Job.
Rewrite the records below, replacing "individual" with "separate" everywhere it appears and leaving everything else unchanged.
== Record excerpts ==
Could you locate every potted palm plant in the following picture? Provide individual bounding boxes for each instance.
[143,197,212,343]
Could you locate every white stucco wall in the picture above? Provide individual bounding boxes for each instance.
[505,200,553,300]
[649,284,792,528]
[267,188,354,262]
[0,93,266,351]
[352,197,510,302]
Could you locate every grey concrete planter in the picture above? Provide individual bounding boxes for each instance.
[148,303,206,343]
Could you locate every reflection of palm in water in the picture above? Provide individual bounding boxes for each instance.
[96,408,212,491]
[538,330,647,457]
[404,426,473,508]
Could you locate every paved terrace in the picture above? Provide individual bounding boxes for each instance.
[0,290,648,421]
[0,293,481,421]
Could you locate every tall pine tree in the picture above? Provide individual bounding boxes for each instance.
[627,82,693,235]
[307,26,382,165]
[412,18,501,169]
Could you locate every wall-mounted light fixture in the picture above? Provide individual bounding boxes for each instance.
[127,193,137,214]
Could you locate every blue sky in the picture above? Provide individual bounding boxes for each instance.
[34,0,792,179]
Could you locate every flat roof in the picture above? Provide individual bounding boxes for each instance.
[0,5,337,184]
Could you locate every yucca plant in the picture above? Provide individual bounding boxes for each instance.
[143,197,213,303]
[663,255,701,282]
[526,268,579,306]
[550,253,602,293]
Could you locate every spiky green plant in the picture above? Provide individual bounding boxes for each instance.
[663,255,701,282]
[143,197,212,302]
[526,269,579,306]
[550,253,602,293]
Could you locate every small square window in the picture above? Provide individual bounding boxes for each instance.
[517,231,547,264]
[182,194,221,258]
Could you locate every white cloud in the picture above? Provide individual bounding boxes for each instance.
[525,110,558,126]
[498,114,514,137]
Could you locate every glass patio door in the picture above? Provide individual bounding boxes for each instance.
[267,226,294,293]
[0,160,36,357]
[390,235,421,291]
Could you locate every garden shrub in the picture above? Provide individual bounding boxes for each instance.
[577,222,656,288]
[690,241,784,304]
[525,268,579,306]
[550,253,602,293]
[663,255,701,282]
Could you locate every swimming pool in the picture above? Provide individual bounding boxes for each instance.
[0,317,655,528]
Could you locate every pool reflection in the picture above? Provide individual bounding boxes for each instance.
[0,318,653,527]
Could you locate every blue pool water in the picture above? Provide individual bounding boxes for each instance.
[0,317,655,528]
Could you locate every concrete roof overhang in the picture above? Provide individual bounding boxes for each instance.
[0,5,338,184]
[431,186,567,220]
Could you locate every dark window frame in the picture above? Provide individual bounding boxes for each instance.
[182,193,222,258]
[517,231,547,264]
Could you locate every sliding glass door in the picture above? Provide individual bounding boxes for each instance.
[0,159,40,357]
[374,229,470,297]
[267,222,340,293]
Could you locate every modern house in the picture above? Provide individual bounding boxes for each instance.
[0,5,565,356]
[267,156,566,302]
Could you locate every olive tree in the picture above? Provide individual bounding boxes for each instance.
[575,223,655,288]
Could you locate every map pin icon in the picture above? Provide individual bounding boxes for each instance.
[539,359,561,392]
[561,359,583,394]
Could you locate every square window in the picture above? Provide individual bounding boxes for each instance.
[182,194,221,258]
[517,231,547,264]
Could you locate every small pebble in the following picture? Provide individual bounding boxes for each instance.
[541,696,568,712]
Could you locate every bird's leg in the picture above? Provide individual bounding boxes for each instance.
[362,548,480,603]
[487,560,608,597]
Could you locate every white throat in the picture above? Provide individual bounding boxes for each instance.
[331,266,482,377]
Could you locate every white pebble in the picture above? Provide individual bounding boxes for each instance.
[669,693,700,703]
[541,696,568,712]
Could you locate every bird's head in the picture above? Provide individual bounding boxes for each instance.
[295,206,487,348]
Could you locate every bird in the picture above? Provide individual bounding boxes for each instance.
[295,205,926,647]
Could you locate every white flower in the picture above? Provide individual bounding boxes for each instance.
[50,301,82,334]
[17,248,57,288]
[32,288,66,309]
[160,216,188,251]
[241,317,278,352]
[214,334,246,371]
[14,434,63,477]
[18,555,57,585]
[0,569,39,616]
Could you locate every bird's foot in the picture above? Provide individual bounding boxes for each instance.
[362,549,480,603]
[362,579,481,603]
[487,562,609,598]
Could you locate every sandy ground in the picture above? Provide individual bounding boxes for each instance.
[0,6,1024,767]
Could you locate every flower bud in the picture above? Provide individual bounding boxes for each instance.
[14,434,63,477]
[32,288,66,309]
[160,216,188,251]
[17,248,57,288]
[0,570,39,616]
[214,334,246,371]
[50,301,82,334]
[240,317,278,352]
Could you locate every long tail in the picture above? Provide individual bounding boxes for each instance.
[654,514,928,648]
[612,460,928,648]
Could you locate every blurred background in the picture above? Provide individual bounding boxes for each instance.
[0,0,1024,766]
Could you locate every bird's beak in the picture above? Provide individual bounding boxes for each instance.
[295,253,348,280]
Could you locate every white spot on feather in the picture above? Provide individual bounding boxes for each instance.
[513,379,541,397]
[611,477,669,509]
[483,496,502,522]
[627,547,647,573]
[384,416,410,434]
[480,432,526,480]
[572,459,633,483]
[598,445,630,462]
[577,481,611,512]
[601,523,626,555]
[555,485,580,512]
===
Written response.
Could you locate every potted palm plant in the following picture? Provide separate bounding boxes for each instance.
[143,197,212,343]
Could you locate every white stucco wall in the picture above? Provide separate bounding boxes for each instance.
[505,200,553,300]
[649,284,792,528]
[267,188,354,262]
[0,93,266,351]
[352,197,510,302]
Could you locate every grey concrete planter in the picture above? Provide separate bounding boxes for each instance.
[148,303,206,343]
Could you locate every reflection of palm in water in the picture above? Provide separate bounding boxes for each instance.
[96,408,212,491]
[538,330,647,457]
[404,426,473,508]
Could you locate every paved terrace in the picture above? Provide separate bounding boxes for each instance.
[0,290,648,421]
[0,293,481,421]
Could you locate every tall pine tree in the picture above? Provide separate bounding boxes for each instance.
[627,82,693,235]
[307,26,382,165]
[412,18,501,169]
Could you locate every wall-mounted light fixture in the picture above? Provide separate bounding boxes for each instance.
[127,193,137,214]
Could you locate every blue sky in the picture above? Provide separate bounding boxes for each instance.
[34,0,792,179]
Could you locate every flat roof in the picture above? Provide separate bounding boxes for each instance.
[0,5,337,184]
Could you locate every yucca plant in the picture above? Provide separate bounding boxes for each instance.
[143,197,213,303]
[663,255,701,282]
[526,268,579,306]
[550,253,602,293]
Could you locate every spiky green plant in the picture above? Provide separate bounding boxes for each instance.
[663,255,701,282]
[143,197,212,302]
[526,269,579,306]
[550,253,602,293]
Could you locate every small square window in the picture above? Provide separate bounding boxes for each instance.
[517,231,547,264]
[182,194,221,258]
Could you locate every white cloud in the picture above? Provide separate bounding boxes for each instance.
[525,110,558,126]
[498,114,514,137]
Could you locate every glass patio door in the picture above? Provide separate bounding boxes for each instance.
[267,226,294,293]
[0,160,36,357]
[390,235,421,291]
Could you locate every garden shrub in the picture above? Provide separate bounding boxes for each instance.
[577,222,656,288]
[690,241,784,304]
[525,268,579,306]
[550,253,602,293]
[663,255,701,282]
Could you locate every swimming pool in the picture above? Provide separate bounding boxes for each instance.
[0,317,655,528]
Could you locate every pool reflection in the picture above? Provide separate bounding boxes for each instance.
[0,318,653,527]
Could you locate every blue pool water in the picture above? Provide separate bounding boxes for each instance.
[0,317,655,528]
Could you locate every concrete roof overhang in the picture above? Provide separate bounding boxes for each instance.
[0,5,338,184]
[431,186,567,220]
Could you locate every dark window frame in the picture above? Provide separate bounding boxes for each instance.
[182,193,222,258]
[517,231,547,264]
Could you locate every sliding glass door in the picture above? Provide separate bounding boxes for each instance.
[0,159,40,357]
[374,229,470,297]
[267,222,340,293]
Could you locate every modern house in the picture above? Provide separate bounding boxes for each instance.
[0,5,565,356]
[267,156,566,302]
Could you locate every olive tree in the picture above? Provide separate bounding boxes for each instance.
[575,223,655,288]
Could you locate every map pin icon in the picture above? Provide separate bounding boxes for each instance.
[539,359,561,392]
[561,359,583,394]
Could you locate every square window in the picture above? Provide separate bounding boxes for each instance.
[182,194,221,258]
[517,231,547,264]
Could you locate every small pebble in the following picture? Provide separate bounding boxes for each instance.
[541,696,568,712]
Could you locate every bird's leg in the picture above? Provide separate bounding boxes for each instance.
[362,548,480,603]
[487,560,608,597]
Could you locate every white throat in the picture above? Provide separate bounding boxes for each instance.
[331,266,482,377]
Could you locate every white pebble in the picture above? Provide separate bounding boxes for each instance.
[669,693,700,703]
[541,696,568,712]
Could you locate every bird's head in the picture above? Provide separate bounding boxes for each instance.
[295,206,487,348]
Could you locate every bird in the picture above? Provide separate bounding boxes for each instance.
[295,205,926,647]
Could you locate every white flower in the picture above? Provide separate bounding boxes for each instance.
[50,301,82,334]
[17,248,57,288]
[32,288,66,309]
[160,216,188,251]
[241,317,278,352]
[214,334,246,371]
[14,434,63,477]
[18,555,57,585]
[0,569,39,616]
Could you locate every bird's foot in the picture above? Provide separate bounding boxes for each instance.
[362,549,480,603]
[362,579,481,603]
[487,562,609,598]
Could you locate every sandy ground in the picture above? Provide separate bounding boxes for each instance.
[0,6,1024,767]
Could you locate every flower bud in the picture above? Provide separate bounding boxes for each instance.
[14,434,63,477]
[32,288,66,309]
[160,216,188,251]
[17,248,57,288]
[0,570,39,616]
[214,334,246,371]
[50,301,82,334]
[240,317,278,352]
Could you locate every long tail in the picture above? Provide separate bounding boxes for each instance.
[654,514,928,648]
[612,460,928,648]
Could you locate every blurred background in the picture above? Provide separate bounding boxes for each instance.
[0,0,1024,766]
Could you locate every bird's beak in the picture above? Provide separate bounding boxes for each instance.
[295,253,348,280]
Could you locate every white spot on feather in the picture above? Provide separate bounding boxes for each instance.
[513,379,541,397]
[611,477,669,509]
[483,496,502,522]
[627,547,647,573]
[384,416,410,434]
[480,432,526,480]
[572,459,633,483]
[598,445,630,462]
[577,481,611,512]
[601,523,626,555]
[555,485,580,512]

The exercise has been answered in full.